Transcribe exactly the portion of the listing below that runs from the line containing "box: [144, 176, 196, 194]" through its last line.
[SOURCE DATA Boundary: Start]
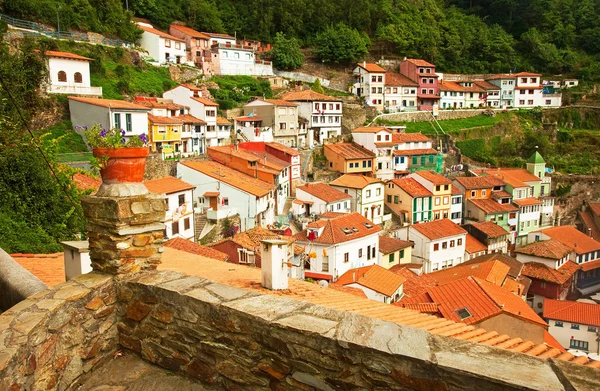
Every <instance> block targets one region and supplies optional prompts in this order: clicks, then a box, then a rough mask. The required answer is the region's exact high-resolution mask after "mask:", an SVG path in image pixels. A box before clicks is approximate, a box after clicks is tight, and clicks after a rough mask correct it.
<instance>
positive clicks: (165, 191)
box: [144, 176, 196, 194]
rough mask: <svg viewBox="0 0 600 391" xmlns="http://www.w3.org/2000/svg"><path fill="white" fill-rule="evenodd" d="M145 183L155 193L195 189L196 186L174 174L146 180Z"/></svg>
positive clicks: (160, 192) (167, 192)
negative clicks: (181, 178) (149, 180)
mask: <svg viewBox="0 0 600 391" xmlns="http://www.w3.org/2000/svg"><path fill="white" fill-rule="evenodd" d="M144 185H146V188H147V189H148V190H149V191H150V193H154V194H163V193H164V194H172V193H178V192H180V191H186V190H194V189H195V188H196V186H194V185H191V184H189V183H187V182H184V181H182V180H181V179H178V178H175V177H172V176H166V177H162V178H158V179H152V180H150V181H145V182H144Z"/></svg>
[SOURCE DATA Boundary: End]
#### EXERCISE RESULT
box: [144, 176, 196, 194]
rough mask: <svg viewBox="0 0 600 391" xmlns="http://www.w3.org/2000/svg"><path fill="white" fill-rule="evenodd" d="M145 183L155 193L195 189L196 186L174 174L146 180Z"/></svg>
positive clicks: (160, 192) (167, 192)
negative clicks: (181, 178) (149, 180)
mask: <svg viewBox="0 0 600 391" xmlns="http://www.w3.org/2000/svg"><path fill="white" fill-rule="evenodd" d="M144 185H146V188H147V189H148V190H149V191H150V193H154V194H163V193H164V194H172V193H178V192H180V191H186V190H194V189H195V188H196V186H194V185H191V184H189V183H187V182H184V181H182V180H181V179H178V178H175V177H172V176H166V177H162V178H158V179H152V180H150V181H145V182H144Z"/></svg>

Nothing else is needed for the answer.